##### MATERIAL PROVIDED #####

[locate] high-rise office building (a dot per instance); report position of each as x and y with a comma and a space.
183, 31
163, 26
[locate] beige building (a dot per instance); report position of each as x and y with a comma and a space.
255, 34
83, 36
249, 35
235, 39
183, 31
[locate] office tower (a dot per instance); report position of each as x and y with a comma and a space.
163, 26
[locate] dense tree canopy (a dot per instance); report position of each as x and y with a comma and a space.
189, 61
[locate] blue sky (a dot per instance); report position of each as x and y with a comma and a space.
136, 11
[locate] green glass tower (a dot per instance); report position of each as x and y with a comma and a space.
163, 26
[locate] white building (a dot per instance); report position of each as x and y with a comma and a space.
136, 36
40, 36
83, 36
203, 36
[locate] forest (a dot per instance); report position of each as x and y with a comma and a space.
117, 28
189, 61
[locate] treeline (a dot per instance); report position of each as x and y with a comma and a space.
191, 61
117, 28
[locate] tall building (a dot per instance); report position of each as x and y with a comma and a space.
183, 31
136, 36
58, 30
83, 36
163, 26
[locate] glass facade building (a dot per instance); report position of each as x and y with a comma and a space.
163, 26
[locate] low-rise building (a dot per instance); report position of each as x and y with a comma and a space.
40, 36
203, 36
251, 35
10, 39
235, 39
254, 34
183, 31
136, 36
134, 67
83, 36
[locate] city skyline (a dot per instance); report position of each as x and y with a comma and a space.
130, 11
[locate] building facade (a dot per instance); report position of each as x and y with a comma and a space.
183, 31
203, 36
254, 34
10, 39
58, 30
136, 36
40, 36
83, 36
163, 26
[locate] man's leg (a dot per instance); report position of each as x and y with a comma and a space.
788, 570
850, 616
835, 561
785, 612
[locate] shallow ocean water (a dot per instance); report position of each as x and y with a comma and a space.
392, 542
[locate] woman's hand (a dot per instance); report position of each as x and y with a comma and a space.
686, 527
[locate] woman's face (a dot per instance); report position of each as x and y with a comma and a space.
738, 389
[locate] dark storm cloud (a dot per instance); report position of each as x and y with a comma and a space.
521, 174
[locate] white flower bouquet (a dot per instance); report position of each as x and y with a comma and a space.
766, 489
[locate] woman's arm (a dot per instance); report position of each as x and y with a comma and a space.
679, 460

#####

## OBJECTIVE
Print every record exactly as it was given.

## TASK RESPONSE
[locate] high-rise office building (a dot per instance); report position of each as x and y with a comma and a space.
183, 31
163, 26
[locate] beige building (a dot per instance); report position of each as x and y with a comma and a space.
255, 34
83, 36
249, 35
235, 39
183, 31
[locate] office tower (a dot per instance); report position of each as x and y with a comma and a space.
163, 26
[locate] dense tree canopy (a dot per instance); report position of each as x and y with a comma and a space.
189, 61
[locate] blue sky (a dot per instance); report position of each as x and y with a comma and a space.
136, 11
[locate] green glass tower (a dot per instance); report position of each as x and y with a comma and a space.
163, 26
[locate] white building (a dot per instance); report position of each as x and y with a comma and a space.
136, 36
40, 36
83, 36
203, 36
[locate] forest (a dot per instance); report position of each as x and y with a comma and a space.
117, 28
189, 61
[locate] treeline (a dot per instance); report position of each as x and y with a comma and a space.
191, 61
117, 28
[locate] tall building (a dot per instance); report position of each as x and y with a comma and a space.
183, 31
136, 36
58, 30
83, 36
163, 26
[locate] glass facade building (a dot per instance); report position of each as x and y with a comma and a space.
163, 26
[locate] low-rise building (a dot per instance); report position of each as x and y with a comma and a space.
40, 36
203, 36
251, 35
10, 39
235, 39
254, 34
183, 31
136, 36
134, 67
83, 36
[locate] city skyline (a dot per instance); report position of each as x and y with a comma and a space.
130, 11
[locate] building facade (a dot per instance); report position of each as x and y with a comma and a space.
183, 31
203, 36
254, 34
10, 39
58, 30
136, 36
40, 36
83, 36
163, 26
[locate] man's leg (a dot per instance); report position of each as x and y with a comma and a space.
788, 570
850, 616
835, 561
785, 612
[locate] shallow ocean water (a dot per instance); report position of each as x and y with a comma and a space.
392, 542
[locate] woman's hand (a dot per instance); report position of each as x and y with a comma and a space.
686, 527
[locate] woman's face (a dot per instance); report position of each as x and y with a comma and a space.
738, 389
[locate] dark storm cloud (a dot per instance); report position of each as x and y with a comma and a space.
521, 174
[locate] white flower bouquet (a dot per instance); report position of each as x and y with a comma and a space.
766, 489
[locate] woman's arm (a dot per instance); report position of each as x and y with a comma and a space.
679, 460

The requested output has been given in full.